● **ASSIGNED TASK**
Once the line containing "point(449, 63)" is found in the entries below, reproduce it and every line after it, stopping at and including the line containing "point(298, 364)"; reproduce nothing else, and keep each line exact.

:: INFORMATION PROVIDED

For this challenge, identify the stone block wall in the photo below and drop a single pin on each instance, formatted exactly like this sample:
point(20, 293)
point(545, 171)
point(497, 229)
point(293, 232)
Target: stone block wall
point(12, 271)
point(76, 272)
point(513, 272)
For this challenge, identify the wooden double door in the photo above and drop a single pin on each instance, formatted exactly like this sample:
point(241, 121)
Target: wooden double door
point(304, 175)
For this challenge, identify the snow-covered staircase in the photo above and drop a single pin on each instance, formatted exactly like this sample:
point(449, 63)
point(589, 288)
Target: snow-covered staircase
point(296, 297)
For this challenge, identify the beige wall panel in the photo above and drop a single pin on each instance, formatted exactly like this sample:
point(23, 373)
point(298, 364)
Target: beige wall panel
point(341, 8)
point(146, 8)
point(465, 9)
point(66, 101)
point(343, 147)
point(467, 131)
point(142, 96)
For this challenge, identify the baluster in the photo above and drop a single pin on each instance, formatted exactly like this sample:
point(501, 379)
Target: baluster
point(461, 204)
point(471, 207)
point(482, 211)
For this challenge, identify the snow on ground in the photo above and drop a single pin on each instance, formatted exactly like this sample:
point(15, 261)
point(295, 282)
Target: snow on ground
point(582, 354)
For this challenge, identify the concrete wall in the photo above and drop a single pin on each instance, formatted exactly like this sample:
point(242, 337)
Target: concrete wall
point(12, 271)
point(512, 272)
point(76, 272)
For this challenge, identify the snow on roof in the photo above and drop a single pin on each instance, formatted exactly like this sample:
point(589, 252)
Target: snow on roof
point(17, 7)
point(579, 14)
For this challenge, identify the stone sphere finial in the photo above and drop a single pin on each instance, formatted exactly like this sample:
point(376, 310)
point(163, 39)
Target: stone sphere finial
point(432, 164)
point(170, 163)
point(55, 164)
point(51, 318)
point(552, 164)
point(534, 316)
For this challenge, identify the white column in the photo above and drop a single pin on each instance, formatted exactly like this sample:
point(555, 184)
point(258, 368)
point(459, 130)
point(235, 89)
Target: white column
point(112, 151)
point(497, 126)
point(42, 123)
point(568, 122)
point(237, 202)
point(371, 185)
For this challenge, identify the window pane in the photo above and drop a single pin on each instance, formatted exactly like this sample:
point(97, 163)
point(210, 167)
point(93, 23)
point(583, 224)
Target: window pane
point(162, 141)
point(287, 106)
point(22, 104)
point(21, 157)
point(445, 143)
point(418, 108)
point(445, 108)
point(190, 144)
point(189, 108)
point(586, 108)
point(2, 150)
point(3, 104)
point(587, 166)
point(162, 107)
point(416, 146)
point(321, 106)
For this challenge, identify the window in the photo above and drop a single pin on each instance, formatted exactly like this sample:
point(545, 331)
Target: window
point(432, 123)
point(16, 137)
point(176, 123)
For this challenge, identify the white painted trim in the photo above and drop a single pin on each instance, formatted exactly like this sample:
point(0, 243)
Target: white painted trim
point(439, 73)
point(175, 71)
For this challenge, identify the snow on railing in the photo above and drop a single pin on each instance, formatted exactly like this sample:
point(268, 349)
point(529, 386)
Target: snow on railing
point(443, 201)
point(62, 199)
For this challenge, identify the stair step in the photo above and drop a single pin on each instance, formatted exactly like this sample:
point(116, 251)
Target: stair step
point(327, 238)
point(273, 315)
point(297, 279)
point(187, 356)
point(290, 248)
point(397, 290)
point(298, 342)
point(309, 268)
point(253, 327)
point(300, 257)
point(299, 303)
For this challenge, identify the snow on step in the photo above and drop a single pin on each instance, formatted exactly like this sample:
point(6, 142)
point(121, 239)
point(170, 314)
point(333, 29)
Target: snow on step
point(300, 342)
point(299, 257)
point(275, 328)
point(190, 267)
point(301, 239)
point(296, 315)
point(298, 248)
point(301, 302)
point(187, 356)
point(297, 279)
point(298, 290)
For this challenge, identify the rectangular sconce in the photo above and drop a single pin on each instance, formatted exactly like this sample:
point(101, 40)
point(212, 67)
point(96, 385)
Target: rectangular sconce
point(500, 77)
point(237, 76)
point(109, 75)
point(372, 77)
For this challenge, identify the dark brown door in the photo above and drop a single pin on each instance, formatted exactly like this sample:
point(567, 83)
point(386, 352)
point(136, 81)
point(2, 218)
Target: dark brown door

::::

● **SOLVED PROBLEM**
point(449, 63)
point(589, 288)
Target: snow-covered staircase
point(296, 297)
For this challenge, identify the beige wall panel in the photo above and drop a single pin on each instance, formatted exactly like this sample:
point(23, 373)
point(298, 364)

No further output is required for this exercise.